- Goal of the exercise
Set down a word-for-word copy of the data below, limited to the lines from the first through the line with "Target: yellow stuff sack".

[Dataset records]
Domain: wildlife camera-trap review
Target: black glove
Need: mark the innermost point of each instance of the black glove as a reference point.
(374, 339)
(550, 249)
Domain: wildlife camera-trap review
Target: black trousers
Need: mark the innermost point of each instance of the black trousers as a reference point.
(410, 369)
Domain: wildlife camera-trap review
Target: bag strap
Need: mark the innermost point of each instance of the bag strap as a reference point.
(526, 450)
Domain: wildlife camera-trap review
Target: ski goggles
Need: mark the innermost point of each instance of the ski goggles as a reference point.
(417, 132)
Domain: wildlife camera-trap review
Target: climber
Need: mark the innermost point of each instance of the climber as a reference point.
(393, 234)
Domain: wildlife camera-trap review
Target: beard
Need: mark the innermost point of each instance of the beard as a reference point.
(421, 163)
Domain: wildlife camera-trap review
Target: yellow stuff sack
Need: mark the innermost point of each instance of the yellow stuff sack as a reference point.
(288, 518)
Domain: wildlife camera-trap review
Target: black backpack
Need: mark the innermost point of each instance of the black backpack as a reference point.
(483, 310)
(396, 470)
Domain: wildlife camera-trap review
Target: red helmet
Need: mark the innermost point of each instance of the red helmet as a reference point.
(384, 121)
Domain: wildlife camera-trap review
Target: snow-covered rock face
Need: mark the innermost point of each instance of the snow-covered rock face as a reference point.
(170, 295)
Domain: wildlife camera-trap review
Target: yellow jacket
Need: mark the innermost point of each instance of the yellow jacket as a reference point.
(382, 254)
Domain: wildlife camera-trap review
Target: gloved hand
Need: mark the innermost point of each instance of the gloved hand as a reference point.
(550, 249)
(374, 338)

- Solution
Domain: wildlife camera-trap review
Target: black glove
Need: mark the innermost point of each instance of the black glove as a reference point.
(374, 339)
(550, 249)
Domain: wildlife camera-trap review
Target: black trousers
Need: mark the innermost point of each instance of the black trousers as a reference point.
(410, 369)
Domain: wildlife camera-trap review
Target: bag strap
Need: mark the innermost point of each instance of the bag strap as a reference point.
(526, 450)
Domain: wildlife camera-trap review
Target: ski goggles
Need: mark the innermost point of each instance of the ski goggles as a reference point.
(417, 132)
Domain: wildlife camera-trap review
Target: climber
Need: mark the innermost point of each instance of the climber as a reference point.
(393, 234)
Domain: wildlife camera-trap review
Target: beard
Need: mark the innermost point of each instance of the beard as a reference point.
(421, 163)
Domain: wildlife camera-trap review
Target: yellow stuff sack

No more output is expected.